Problem to work on | With the pictures excluded, repeat every entry exactly.

Entries provided |
========================================
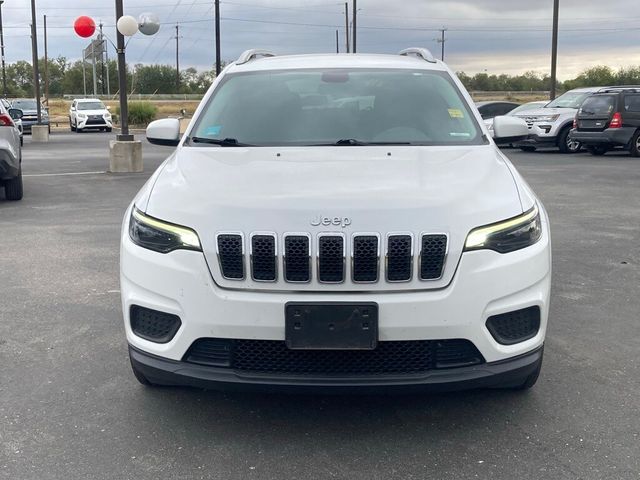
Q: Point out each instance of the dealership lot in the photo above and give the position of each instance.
(70, 407)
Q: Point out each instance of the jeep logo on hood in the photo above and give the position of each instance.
(327, 221)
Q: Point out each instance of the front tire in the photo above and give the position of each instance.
(634, 149)
(13, 188)
(597, 150)
(565, 144)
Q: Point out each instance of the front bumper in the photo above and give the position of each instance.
(83, 123)
(486, 283)
(620, 137)
(162, 371)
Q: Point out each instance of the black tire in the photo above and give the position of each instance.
(634, 147)
(565, 144)
(13, 188)
(139, 375)
(597, 150)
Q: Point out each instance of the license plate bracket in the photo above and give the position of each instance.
(331, 326)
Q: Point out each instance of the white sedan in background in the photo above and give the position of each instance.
(88, 113)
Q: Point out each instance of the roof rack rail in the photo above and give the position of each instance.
(420, 52)
(249, 55)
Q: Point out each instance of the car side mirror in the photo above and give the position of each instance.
(164, 132)
(15, 113)
(508, 129)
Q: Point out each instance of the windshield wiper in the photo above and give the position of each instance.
(358, 143)
(224, 142)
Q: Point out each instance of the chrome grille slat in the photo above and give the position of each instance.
(263, 257)
(331, 258)
(297, 258)
(399, 257)
(230, 249)
(433, 251)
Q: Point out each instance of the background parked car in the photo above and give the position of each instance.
(10, 154)
(519, 109)
(495, 109)
(17, 121)
(29, 108)
(609, 119)
(89, 113)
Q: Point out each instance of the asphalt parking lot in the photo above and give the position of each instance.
(70, 407)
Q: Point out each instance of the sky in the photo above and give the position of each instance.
(496, 36)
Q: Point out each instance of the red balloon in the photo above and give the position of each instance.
(84, 26)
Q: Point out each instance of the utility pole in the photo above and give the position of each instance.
(102, 52)
(442, 41)
(34, 52)
(4, 73)
(46, 64)
(355, 15)
(218, 61)
(554, 48)
(177, 58)
(346, 23)
(122, 80)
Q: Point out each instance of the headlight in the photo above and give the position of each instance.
(507, 236)
(163, 237)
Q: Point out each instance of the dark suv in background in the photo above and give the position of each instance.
(609, 119)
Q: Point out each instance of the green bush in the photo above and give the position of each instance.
(140, 113)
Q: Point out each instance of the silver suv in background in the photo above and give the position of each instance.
(550, 125)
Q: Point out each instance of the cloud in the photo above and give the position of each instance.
(495, 35)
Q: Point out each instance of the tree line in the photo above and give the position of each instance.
(67, 78)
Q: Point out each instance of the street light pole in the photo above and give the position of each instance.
(218, 60)
(34, 51)
(355, 25)
(122, 80)
(554, 48)
(4, 73)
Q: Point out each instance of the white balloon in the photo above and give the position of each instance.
(148, 23)
(127, 25)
========================================
Written answer |
Q: Point out each instance of the dealership lot in the photo above and give the position of each instance.
(70, 407)
Q: Point out each instance of the jeep logo on hood in the photo above and give the position of each instance.
(327, 221)
Q: Point out each instance of the front tire in the photo above and give the position of each instance.
(634, 149)
(13, 188)
(597, 150)
(565, 144)
Q: Point out each instance of the front bumper in the photo above and give the position of each instance.
(83, 123)
(486, 283)
(620, 137)
(162, 371)
Q: Point out each instance of the black tire in the photo above and give the position of each instance.
(634, 147)
(565, 144)
(13, 188)
(139, 375)
(597, 150)
Q: Point out each instance of the license plate bracket in the photo above and give the position of each instance.
(331, 326)
Q: Point out each instance of the white sedan in background in the photo above and give the position of each instance.
(88, 113)
Q: Point out each instance of the roof rack rail in the photo above and give the position of each instance.
(420, 52)
(249, 55)
Q: Point out each instance of the car side mirror in the photo above and give the position of each instance.
(164, 132)
(15, 113)
(508, 129)
Q: Point out each instance of the windshield wiper in the photo above and give the position of each instance.
(358, 143)
(224, 142)
Q: Point out each instance of the chrome grille slat in the photo above and give the position of each instance.
(263, 257)
(331, 258)
(297, 258)
(399, 257)
(230, 249)
(433, 251)
Q: Point out each instance of the background parked car in the photo above and give the position of each instance.
(10, 154)
(519, 109)
(495, 109)
(17, 121)
(29, 108)
(609, 119)
(89, 113)
Q: Point out each instance of the asphalt parking lot in the photo above and give the position of each instance.
(70, 407)
Q: Point out each instance of the sky in the photo above and give the position of each instance.
(496, 36)
Q: Point out each instance of the red balloon in the photo above and give the position of each instance.
(84, 26)
Q: Point out each instance of the utility pole in the photo above and give the position of each instance.
(102, 52)
(442, 41)
(34, 52)
(4, 73)
(46, 64)
(355, 15)
(218, 61)
(554, 48)
(177, 58)
(346, 23)
(122, 80)
Q: Point out each instance of the headlight in the photo above and give the position of each instance.
(507, 236)
(163, 237)
Q: Point out each instance of the dark suv in background in the photo above and give the position of each instance.
(609, 119)
Q: Point out each instance of the green bush in the photo above and give the position of each instance.
(140, 113)
Q: Point out each instance of the silver suv in background in the photo above and give the position of each instance.
(550, 125)
Q: Point out each instance of the cloud in the photo above and give the position of each instance.
(495, 35)
Q: Point out each instance of the tree line in the photo above and give the position of each instance.
(67, 78)
Q: Point out each instance of the street light pole in the photo above and give the position of each instance.
(218, 60)
(34, 51)
(355, 25)
(122, 80)
(554, 48)
(4, 73)
Q: Point out each instance of the white balloon in the photo above and give the position of each instance.
(148, 23)
(127, 25)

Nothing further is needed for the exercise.